*TEXT BLOCK*:
--*--

Graph Databases: Their Power and Limitations

Publikace na Matematicko-fyzikální fakulta |

2015

Abstrakt

Real world data offers a lot of possibilities to be represented as graphs. As a result we obtain undirected or directed graphs, multigraphs and hypergraphs, labelled or weighted graphs and their variants.

A development of graph modelling brings also new approaches, e.g., considering constraints. Processing graphs in a database way can be done in many different ways.

Some graphs can be represented as JSON or XML structures and processed by their native database tools. More generally, a graph database is specified as any storage system that provides index-free adjacency, i.e. an explicit graph structure.

Graph database technology contains some technological features inherent to traditional databases, e.g. ACID properties and availability.

Use cases of graph databases like Neo4j, OrientDB, InfiniteGraph, FlockDB, AllegroGraph, and others, document that graph databases are becoming a common means for any connected data. In Big Data era, important questions are connected with scalability for large graphs as well as scaling for read/write operations.

--*--

*REQUIRED TASKS*:
1 - Name every graph database product that the graph databases abstract mentions by name.
2 - Condense the paragraph in the graph databases abstract that begins "Some graphs can be represented" into a short bulleted list that keeps its main facts.
3 - Using the graph databases abstract, decide whether each statement holds: (a) graph database technology lacks ACID properties; (b) a graph database is defined as any storage system that provides index-free adjacency; (c) some graphs can be represented as JSON structures.

--*--

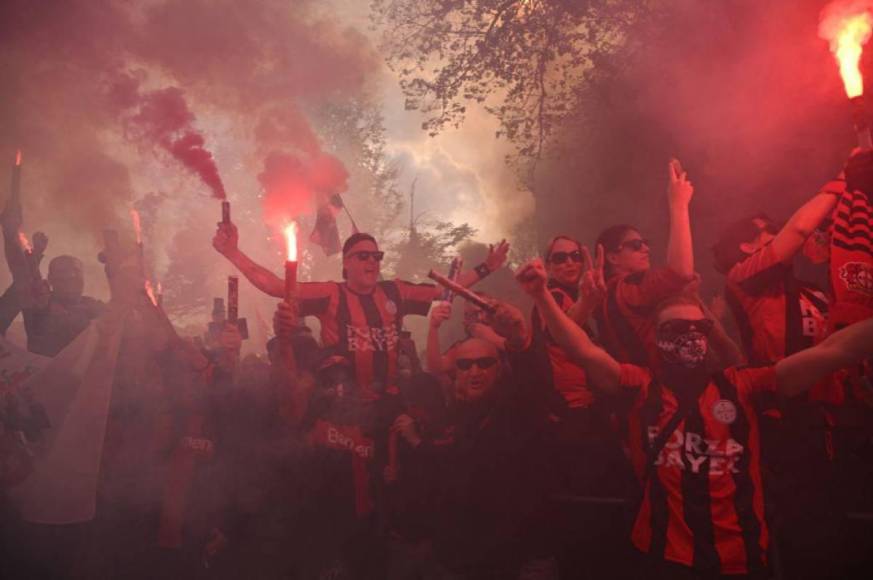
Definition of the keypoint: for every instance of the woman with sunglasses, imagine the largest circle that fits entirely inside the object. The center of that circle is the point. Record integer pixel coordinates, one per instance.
(633, 286)
(693, 433)
(361, 316)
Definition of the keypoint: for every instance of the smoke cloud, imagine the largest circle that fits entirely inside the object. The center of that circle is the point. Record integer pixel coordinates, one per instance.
(92, 87)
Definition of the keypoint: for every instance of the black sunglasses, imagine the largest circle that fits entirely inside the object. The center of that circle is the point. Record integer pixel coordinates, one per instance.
(681, 326)
(561, 257)
(635, 245)
(486, 362)
(364, 256)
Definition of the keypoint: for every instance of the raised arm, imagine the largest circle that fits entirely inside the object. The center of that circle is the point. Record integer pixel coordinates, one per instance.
(436, 362)
(592, 288)
(226, 241)
(495, 260)
(680, 251)
(806, 219)
(603, 370)
(842, 349)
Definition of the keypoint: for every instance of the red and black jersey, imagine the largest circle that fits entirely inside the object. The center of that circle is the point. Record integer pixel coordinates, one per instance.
(351, 454)
(703, 502)
(851, 260)
(567, 376)
(624, 320)
(777, 314)
(365, 328)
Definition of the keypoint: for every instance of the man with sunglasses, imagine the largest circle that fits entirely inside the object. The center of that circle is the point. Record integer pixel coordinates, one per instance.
(777, 313)
(633, 286)
(487, 487)
(362, 316)
(693, 433)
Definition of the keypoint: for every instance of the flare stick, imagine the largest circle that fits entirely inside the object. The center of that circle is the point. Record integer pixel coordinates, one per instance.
(464, 293)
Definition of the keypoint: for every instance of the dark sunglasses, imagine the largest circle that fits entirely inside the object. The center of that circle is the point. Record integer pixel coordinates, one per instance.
(486, 362)
(681, 326)
(635, 245)
(364, 256)
(561, 257)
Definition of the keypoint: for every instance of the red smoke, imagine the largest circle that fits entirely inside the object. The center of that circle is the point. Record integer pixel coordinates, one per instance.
(163, 118)
(296, 184)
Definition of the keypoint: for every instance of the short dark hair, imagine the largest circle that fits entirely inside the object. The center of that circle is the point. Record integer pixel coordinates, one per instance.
(356, 238)
(547, 252)
(683, 299)
(726, 251)
(611, 239)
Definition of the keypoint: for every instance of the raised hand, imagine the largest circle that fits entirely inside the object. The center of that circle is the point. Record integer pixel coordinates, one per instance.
(679, 189)
(286, 319)
(507, 321)
(226, 239)
(593, 284)
(40, 243)
(404, 425)
(497, 255)
(439, 313)
(532, 277)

--*--

*WRITTEN ANSWERS*:
1 - Neo4j, OrientDB, InfiniteGraph, FlockDB, AllegroGraph

2 -
- Some graphs can be stored as JSON or XML structures and handled with those formats' native database tools.
- In general terms, a graph database is any storage system providing index-free adjacency, meaning an explicit graph structure.

3 -
(a) No: "Graph database technology contains some technological features inherent to traditional databases, e.g. ACID properties and availability."
(b) Yes: "a graph database is specified as any storage system that provides index-free adjacency"
(c) Yes: "Some graphs can be represented as JSON or XML structures"